Cent ans de Verdun cette année. Et si nous évoquions Verdun ? En évitant le stéréotype et en tentant de décrypter l’archétype qui se dégage du champ de bataille le plus terrible de l’Histoire ?

Dans un livre lourd de pensées, Les Âmes de Verdun, l’historien Philippe Grasset nous propose une réflexion métaphysique enluminée par les images noir et blanc de Michel Castermans et Bernard Plossu. Évoquer Verdun semble vain, deux mois après les profanations imbéciles de nos dirigeants ou même les cérémonies nécromanciennes du tunnel du Saint-Gothard ; encore que ces deux inepties perpétuent bien la fin de notre civilisation, telle qu’elle a pu se manifester en cent ans…

Car aux champs de bataille ont succédé les champs de pagaille, à Nice ou dans nos têtes… Fin de civilisation : lorsque j’ai découvert Verdun adolescent, j’ai eu une sensation étrange. On a l’impression d’une civilisation ancienne, en effet, avec ses restes, et puis aussi la tranquillité et ce charme qui en émanent. Ici, les villages bouleversés, la terre retournée, les forêts repoussées, le sacrifice immense consacré, tout a été dépassé et repose en paix.

Les Allemands, au tout début de cette « drôle d’offensive », lancèrent deux millions d’obus en neuf heures : une autre réalité. Pour dire vrai, à Verdun, on se croit sur une autre planète ; ce qui est normal, puisque l’on se trouve sur un grand champ de bataille. Un grand moment du livre est l’évocation des villages morts pour la France. Il y en a neuf, rappelle Philippe Grasset. Un village, où je vis, cela se dit « pueblo » (l’Espagne, comme on sait, n’a pas participé à la Grande Guerre, et les héritiers de cette guerre s’invitèrent chez elle).

Écoutons cette parole.

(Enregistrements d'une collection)
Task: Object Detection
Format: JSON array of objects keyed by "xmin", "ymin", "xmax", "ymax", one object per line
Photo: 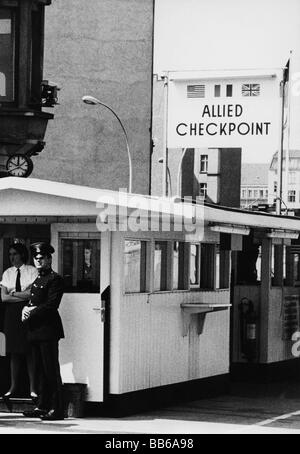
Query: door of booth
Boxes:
[{"xmin": 51, "ymin": 229, "xmax": 109, "ymax": 402}]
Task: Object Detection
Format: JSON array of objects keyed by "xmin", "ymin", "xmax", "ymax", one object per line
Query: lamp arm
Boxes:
[{"xmin": 93, "ymin": 99, "xmax": 132, "ymax": 193}]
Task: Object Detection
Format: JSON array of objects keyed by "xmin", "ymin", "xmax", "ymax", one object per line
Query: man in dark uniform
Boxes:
[{"xmin": 22, "ymin": 242, "xmax": 64, "ymax": 421}]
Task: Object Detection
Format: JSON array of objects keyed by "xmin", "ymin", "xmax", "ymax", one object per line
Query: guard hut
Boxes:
[
  {"xmin": 0, "ymin": 177, "xmax": 300, "ymax": 414},
  {"xmin": 0, "ymin": 177, "xmax": 230, "ymax": 414}
]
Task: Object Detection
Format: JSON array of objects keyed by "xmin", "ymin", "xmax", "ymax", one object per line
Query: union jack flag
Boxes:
[{"xmin": 242, "ymin": 84, "xmax": 260, "ymax": 96}]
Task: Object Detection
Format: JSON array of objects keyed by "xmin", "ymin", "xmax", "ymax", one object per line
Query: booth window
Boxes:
[
  {"xmin": 200, "ymin": 183, "xmax": 207, "ymax": 197},
  {"xmin": 288, "ymin": 191, "xmax": 296, "ymax": 202},
  {"xmin": 0, "ymin": 8, "xmax": 16, "ymax": 102},
  {"xmin": 215, "ymin": 85, "xmax": 221, "ymax": 98},
  {"xmin": 124, "ymin": 240, "xmax": 147, "ymax": 293},
  {"xmin": 236, "ymin": 235, "xmax": 262, "ymax": 285},
  {"xmin": 226, "ymin": 84, "xmax": 232, "ymax": 98},
  {"xmin": 154, "ymin": 241, "xmax": 169, "ymax": 291},
  {"xmin": 190, "ymin": 244, "xmax": 200, "ymax": 287},
  {"xmin": 200, "ymin": 154, "xmax": 208, "ymax": 173},
  {"xmin": 216, "ymin": 244, "xmax": 230, "ymax": 289},
  {"xmin": 61, "ymin": 239, "xmax": 100, "ymax": 293},
  {"xmin": 173, "ymin": 241, "xmax": 189, "ymax": 290},
  {"xmin": 200, "ymin": 243, "xmax": 216, "ymax": 289}
]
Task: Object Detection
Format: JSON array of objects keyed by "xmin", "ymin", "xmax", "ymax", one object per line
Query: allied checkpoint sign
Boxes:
[{"xmin": 167, "ymin": 70, "xmax": 282, "ymax": 150}]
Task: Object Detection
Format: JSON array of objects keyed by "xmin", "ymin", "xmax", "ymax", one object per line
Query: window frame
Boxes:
[
  {"xmin": 199, "ymin": 154, "xmax": 208, "ymax": 173},
  {"xmin": 58, "ymin": 230, "xmax": 102, "ymax": 295},
  {"xmin": 189, "ymin": 242, "xmax": 201, "ymax": 290},
  {"xmin": 122, "ymin": 236, "xmax": 151, "ymax": 296}
]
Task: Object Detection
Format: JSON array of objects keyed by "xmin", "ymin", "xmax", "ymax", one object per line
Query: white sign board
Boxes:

§ Exercices à traiter:
a. Affichez chaque ligne de la liste qui contient la chaîne « sign ».
b. Prolongez le texte sur Verdun à partir de sa dernière phrase.

§ Résultats des exercices:
a.
Query: allied checkpoint sign
Query: white sign board

b.
Ces villages ont nécessairement charge d’âmes… Ils sont faits d’âmes diverses, âmes disparues, âmes parties et jamais rattrapées – ces villages qui n’existent plus… Ces villages sont notre Sphinx…

Plus loin, Philippe Grasset ajoute : « Les villages morts pour la France ont victorieusement installé dans la terre échappée du martyre la mémoire éternelle du martyre. » Aller dans ces villages c’est aussi se faire une certaine idée de la mort. Verdun, c’est la guerre des machines, comme disent de grands témoins comme Tolkien ou Bernanos. Et le pays de la machine en Europe, c’est la redoutable Allemagne. Philippe Grasset, qui a si bien médité la modernité dan sa Grâce de l’Histoire, le rappelle : « L’Allemagne est posée comme une énorme dynamo au centre de l’Europe, une énorme bête mécanique qui scande, halète, mugit, produit, et grandit, et forcit, et gronde comme le feu d’une chaudière géante, et chante sa puissance. » Le développement matériel, tellurique et luciférien est allé de pair avec la « mystique » de la guerre qui enflamma de grands esprits.

Parmi les photographies qui me marquent dans ce livre, je ne saurais trop évoquer celle du village détruit de Beaumont-en-Verdunois, et « prises » par Michel Castermans.

 

« Mère voici vos fils qui se sont tant battus.
» Qu’ils ne soient pas jugés sur leur seule misère.
» Que Dieu mette avec eux un peu de cette terre
» Qui les a tant perdus et qu’ils ont tant aimée. »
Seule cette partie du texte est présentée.